### Task material
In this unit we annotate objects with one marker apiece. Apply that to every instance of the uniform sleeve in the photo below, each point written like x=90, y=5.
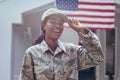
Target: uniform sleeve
x=90, y=54
x=27, y=68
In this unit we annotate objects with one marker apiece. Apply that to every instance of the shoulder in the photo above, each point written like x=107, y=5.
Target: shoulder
x=32, y=48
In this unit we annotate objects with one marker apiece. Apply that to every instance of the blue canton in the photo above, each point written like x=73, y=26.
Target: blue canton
x=67, y=4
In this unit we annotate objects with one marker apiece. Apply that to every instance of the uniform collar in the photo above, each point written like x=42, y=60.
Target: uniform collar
x=44, y=47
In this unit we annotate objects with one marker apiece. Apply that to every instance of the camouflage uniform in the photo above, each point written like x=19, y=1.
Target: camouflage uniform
x=41, y=63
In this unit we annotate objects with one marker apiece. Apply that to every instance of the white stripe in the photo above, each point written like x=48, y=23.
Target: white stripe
x=89, y=13
x=100, y=1
x=97, y=7
x=98, y=25
x=94, y=19
x=95, y=25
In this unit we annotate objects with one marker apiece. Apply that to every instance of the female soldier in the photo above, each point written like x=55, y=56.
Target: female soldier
x=51, y=59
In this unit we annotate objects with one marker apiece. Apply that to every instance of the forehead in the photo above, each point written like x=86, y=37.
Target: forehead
x=56, y=17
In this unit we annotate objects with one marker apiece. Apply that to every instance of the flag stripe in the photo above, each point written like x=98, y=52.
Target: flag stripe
x=96, y=3
x=95, y=10
x=90, y=16
x=96, y=7
x=91, y=13
x=87, y=13
x=95, y=19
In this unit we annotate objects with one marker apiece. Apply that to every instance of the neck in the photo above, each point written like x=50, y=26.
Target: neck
x=52, y=44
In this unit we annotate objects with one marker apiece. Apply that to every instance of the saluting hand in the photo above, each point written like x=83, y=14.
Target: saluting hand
x=75, y=24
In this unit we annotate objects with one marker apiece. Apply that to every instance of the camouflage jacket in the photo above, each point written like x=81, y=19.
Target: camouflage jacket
x=41, y=63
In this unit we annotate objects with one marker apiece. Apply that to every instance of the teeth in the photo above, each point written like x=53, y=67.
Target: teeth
x=56, y=30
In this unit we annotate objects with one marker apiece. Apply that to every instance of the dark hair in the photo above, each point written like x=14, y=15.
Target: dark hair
x=40, y=38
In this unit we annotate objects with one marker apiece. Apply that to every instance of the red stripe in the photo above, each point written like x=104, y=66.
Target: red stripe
x=95, y=3
x=95, y=10
x=90, y=22
x=90, y=16
x=95, y=28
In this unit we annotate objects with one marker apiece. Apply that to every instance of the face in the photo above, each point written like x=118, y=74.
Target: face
x=53, y=27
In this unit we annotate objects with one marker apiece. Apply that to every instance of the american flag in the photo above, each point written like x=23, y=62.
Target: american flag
x=98, y=14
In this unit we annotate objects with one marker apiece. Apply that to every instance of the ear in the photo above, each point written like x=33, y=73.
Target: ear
x=43, y=23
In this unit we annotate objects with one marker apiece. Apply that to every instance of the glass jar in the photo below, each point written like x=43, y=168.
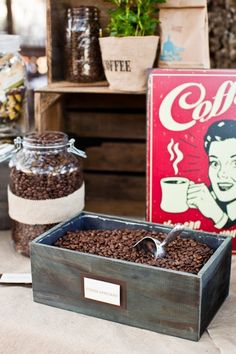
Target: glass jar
x=46, y=185
x=83, y=56
x=13, y=105
x=6, y=147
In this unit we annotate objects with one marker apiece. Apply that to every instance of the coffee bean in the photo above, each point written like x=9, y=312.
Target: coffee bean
x=184, y=255
x=40, y=174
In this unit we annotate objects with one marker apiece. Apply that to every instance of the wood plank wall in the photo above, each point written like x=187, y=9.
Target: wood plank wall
x=112, y=130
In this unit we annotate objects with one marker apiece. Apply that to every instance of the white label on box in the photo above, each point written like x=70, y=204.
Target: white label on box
x=102, y=291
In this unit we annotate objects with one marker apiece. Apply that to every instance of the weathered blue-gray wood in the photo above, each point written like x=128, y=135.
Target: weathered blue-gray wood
x=165, y=301
x=215, y=280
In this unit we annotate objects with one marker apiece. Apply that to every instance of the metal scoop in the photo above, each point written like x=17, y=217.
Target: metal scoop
x=157, y=248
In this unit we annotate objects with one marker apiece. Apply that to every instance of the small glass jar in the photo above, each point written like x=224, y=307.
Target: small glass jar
x=83, y=56
x=44, y=175
x=13, y=104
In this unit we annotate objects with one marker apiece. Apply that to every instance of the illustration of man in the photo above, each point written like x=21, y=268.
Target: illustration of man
x=219, y=201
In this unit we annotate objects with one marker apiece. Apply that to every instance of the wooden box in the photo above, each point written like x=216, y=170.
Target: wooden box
x=161, y=300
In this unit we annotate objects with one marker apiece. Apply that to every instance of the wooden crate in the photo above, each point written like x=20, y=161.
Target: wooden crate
x=161, y=300
x=109, y=125
x=111, y=128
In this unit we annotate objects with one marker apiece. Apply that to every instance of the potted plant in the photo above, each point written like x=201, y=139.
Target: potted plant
x=131, y=47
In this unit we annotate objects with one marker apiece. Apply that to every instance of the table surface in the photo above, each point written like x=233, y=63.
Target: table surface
x=31, y=328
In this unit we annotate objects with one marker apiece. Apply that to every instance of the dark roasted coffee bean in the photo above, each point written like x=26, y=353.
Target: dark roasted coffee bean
x=184, y=255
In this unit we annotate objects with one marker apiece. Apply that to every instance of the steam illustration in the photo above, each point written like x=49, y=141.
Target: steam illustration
x=175, y=154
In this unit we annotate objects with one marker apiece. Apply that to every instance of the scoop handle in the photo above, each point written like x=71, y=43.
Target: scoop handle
x=176, y=231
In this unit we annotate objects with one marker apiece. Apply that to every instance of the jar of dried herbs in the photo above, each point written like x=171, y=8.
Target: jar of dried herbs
x=46, y=185
x=83, y=56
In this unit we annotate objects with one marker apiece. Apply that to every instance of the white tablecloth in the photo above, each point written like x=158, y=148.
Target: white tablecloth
x=27, y=327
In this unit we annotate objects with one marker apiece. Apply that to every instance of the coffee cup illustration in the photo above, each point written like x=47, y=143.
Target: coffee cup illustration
x=174, y=194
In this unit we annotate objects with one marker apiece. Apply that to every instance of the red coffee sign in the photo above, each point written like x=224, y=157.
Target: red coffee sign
x=191, y=156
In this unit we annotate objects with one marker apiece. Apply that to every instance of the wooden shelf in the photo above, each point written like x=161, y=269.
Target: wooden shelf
x=127, y=208
x=96, y=87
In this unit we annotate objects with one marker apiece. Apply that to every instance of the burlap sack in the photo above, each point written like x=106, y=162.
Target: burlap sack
x=127, y=59
x=184, y=34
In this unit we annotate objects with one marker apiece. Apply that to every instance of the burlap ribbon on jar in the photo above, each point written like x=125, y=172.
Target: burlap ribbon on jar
x=49, y=211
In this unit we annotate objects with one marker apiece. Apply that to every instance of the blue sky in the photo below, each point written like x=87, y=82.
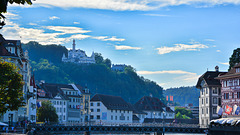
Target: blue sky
x=171, y=42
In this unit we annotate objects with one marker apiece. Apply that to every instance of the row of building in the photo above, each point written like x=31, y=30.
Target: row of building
x=73, y=105
x=218, y=90
x=72, y=102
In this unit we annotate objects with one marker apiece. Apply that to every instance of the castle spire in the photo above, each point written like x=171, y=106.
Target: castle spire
x=74, y=45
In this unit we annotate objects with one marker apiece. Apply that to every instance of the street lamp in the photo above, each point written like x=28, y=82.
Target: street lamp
x=163, y=122
x=9, y=119
x=154, y=117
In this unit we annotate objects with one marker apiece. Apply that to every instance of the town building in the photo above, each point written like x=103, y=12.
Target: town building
x=109, y=109
x=118, y=67
x=154, y=109
x=11, y=51
x=230, y=89
x=78, y=56
x=70, y=100
x=210, y=96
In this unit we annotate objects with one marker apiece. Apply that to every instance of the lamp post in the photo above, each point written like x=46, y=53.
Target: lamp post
x=9, y=119
x=154, y=117
x=163, y=122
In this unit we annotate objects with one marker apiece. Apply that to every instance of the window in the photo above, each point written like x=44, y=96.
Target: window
x=226, y=95
x=214, y=100
x=238, y=94
x=214, y=110
x=214, y=90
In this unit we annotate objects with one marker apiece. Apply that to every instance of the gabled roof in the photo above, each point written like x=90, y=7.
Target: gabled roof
x=52, y=90
x=112, y=102
x=209, y=78
x=148, y=103
x=231, y=74
x=82, y=89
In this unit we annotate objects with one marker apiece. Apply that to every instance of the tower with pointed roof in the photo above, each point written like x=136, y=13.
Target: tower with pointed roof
x=78, y=56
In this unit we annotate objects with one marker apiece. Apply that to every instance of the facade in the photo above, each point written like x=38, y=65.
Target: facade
x=210, y=96
x=110, y=109
x=118, y=67
x=153, y=108
x=11, y=51
x=78, y=56
x=230, y=89
x=68, y=99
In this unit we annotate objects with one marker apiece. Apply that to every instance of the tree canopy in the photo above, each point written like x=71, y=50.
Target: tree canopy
x=11, y=96
x=47, y=112
x=235, y=58
x=3, y=7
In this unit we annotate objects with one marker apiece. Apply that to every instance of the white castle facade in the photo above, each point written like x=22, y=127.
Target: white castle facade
x=78, y=56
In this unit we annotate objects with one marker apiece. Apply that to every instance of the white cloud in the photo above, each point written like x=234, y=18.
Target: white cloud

### Requirement
Only the lines above from the line with "like x=53, y=67." to the line with "like x=118, y=74.", those two lines included, should be reproduced exactly.

### Exercise response
In this unit we annotate objects with one marker apiece. Apply that to every instance of the teeth in the photo above, each point written like x=53, y=67.
Target: teeth
x=56, y=30
In this unit we annotate objects with one marker apiece. Apply that to every instance of the dark hair in the photo above, each point written like x=14, y=15.
Target: dark hair
x=40, y=38
In this unit we annotate objects with one marker apiece. Apply that to every instance of the red stripe in the photo above, each point written like x=104, y=66.
Target: red stripe
x=95, y=3
x=95, y=10
x=90, y=22
x=90, y=16
x=95, y=28
In this unit we annotate objects with one marker apiece. Apply that to every instance of the face in the photo above, each point written like x=118, y=74.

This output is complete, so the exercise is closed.